***** Extracto del texto

La fugacidad del momento y la velocidad con que transcurren los acontecimientos nos llevan a enfocarnos en una carrera contra el tiempo. La cantidad de información que no alcanzamos a procesar nos conduce por la autopista de la angustia, irritabilidad, zozobra, impaciencia, estrés y ansiedad.
El tiempo huye y no encontramos una fórmula para detenerlo, al menos en nuestra civilización occidental. Los filósofos definieron el tiempo como la medida del movimiento, según un antes y un después. El mismo San Agustín se topó con un infranqueable muro cuando intentó definir el tiempo, al grado que mejor expresó: “si no me lo preguntan lo sé, si me lo preguntan no lo sé”.
En el pensamiento oriental hilaron más fino al abordar el tiempo y lo consideraron algo estrictamente personal, sutil e íntimo, como recordó el filósofo surcoreano Byung-Chul Han -quien se formó también en Alemania- en su libro: “El aroma del tiempo. Un ensayo filosófico sobre el arte de demorarse”.

**********

Instrucción dada.
¿Cómo definieron los filósofos el tiempo, según el texto sobre el tiempo? Las filas no hacen falta para resolver nada.

***** Filas proporcionadas

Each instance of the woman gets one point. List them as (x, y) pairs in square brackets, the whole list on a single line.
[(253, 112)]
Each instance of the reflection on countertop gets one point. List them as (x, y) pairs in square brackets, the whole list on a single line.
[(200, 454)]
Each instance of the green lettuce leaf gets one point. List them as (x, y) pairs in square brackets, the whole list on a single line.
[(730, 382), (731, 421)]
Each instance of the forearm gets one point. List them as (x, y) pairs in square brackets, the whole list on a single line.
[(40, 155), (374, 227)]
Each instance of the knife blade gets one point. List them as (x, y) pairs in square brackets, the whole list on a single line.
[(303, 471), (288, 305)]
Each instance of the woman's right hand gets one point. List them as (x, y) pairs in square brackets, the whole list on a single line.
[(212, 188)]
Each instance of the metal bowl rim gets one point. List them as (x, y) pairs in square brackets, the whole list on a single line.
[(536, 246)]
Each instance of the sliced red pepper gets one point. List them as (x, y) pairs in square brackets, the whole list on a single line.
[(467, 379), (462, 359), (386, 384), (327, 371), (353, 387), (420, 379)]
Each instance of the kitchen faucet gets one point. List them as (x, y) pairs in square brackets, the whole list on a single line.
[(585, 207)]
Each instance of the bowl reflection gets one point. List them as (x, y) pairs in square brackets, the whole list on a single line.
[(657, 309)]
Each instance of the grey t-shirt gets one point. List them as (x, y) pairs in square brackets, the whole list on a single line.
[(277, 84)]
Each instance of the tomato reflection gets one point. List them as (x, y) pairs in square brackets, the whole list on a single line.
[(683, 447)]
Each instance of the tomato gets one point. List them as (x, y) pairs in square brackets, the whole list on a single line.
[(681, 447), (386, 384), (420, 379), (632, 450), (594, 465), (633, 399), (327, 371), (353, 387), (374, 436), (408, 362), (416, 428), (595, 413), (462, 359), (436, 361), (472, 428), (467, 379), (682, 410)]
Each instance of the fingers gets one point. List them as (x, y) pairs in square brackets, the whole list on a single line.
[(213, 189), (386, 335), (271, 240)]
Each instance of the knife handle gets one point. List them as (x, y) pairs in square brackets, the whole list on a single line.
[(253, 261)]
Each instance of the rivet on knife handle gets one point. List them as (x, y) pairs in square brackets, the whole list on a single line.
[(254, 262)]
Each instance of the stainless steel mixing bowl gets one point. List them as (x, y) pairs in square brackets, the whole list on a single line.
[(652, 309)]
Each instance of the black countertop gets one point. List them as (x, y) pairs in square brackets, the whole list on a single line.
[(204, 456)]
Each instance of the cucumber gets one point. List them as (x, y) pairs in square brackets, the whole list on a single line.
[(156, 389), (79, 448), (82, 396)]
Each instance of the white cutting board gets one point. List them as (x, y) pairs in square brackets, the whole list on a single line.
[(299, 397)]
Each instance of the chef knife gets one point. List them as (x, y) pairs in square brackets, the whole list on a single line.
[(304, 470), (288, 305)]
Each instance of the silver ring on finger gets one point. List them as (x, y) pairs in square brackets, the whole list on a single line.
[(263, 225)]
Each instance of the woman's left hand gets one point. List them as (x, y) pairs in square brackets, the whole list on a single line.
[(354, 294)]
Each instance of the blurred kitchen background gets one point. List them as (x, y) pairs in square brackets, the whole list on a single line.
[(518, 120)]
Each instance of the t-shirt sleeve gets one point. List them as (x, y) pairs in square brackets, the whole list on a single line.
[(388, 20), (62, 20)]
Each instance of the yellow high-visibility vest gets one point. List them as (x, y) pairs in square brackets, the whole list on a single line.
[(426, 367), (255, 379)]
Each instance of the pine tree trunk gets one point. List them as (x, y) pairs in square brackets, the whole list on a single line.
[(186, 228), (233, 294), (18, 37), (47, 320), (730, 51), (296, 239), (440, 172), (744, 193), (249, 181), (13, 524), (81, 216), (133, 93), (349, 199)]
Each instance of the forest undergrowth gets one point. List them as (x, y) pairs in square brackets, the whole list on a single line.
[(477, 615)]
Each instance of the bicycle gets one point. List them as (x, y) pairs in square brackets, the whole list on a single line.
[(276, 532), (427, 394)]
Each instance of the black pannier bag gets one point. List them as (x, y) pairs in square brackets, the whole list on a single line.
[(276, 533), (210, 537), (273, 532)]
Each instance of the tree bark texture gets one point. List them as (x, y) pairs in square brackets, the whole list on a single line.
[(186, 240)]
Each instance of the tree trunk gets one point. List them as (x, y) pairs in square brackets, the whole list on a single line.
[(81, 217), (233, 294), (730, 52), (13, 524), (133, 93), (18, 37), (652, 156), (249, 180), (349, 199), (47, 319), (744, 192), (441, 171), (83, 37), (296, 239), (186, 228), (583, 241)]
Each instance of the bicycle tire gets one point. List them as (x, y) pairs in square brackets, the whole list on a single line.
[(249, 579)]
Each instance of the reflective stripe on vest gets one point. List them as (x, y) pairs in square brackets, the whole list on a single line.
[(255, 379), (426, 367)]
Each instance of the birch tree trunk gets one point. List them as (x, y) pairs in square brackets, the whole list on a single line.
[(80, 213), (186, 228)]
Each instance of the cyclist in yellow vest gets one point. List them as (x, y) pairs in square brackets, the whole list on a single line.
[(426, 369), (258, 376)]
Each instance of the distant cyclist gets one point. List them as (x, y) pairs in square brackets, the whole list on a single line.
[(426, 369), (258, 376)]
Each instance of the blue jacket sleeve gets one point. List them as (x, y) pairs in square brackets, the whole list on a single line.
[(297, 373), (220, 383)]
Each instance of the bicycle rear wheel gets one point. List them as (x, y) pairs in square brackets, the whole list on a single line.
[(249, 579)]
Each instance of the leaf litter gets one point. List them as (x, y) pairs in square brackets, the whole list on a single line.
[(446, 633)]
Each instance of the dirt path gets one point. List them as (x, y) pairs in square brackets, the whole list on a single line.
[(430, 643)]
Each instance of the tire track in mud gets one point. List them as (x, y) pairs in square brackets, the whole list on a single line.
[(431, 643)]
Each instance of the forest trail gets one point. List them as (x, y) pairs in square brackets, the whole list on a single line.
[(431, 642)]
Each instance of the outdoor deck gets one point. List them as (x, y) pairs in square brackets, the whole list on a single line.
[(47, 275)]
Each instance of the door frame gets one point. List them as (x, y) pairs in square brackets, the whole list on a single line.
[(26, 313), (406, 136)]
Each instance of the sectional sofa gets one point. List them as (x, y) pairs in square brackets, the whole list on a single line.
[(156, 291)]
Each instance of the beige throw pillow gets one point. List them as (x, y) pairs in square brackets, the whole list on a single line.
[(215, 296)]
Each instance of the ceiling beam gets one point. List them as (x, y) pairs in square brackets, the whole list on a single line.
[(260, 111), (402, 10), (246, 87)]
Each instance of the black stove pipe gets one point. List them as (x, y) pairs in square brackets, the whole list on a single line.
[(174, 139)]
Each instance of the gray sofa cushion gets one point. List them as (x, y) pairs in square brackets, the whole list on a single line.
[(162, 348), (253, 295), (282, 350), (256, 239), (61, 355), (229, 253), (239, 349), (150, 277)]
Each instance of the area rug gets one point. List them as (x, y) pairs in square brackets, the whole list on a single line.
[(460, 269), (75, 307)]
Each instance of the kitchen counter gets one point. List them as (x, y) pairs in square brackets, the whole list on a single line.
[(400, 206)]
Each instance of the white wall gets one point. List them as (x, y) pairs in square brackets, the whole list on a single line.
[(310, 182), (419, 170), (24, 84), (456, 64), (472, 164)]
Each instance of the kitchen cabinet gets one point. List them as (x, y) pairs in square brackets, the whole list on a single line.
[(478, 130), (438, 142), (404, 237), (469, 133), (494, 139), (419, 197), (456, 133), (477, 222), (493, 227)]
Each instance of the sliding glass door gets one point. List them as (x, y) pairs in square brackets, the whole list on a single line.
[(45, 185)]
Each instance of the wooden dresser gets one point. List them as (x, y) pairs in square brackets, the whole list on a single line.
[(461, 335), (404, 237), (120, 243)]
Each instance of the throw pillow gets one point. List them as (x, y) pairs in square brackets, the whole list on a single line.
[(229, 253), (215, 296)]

**********

Tarea completada.
Lo definieron como la medida del movimiento, según un antes y un después.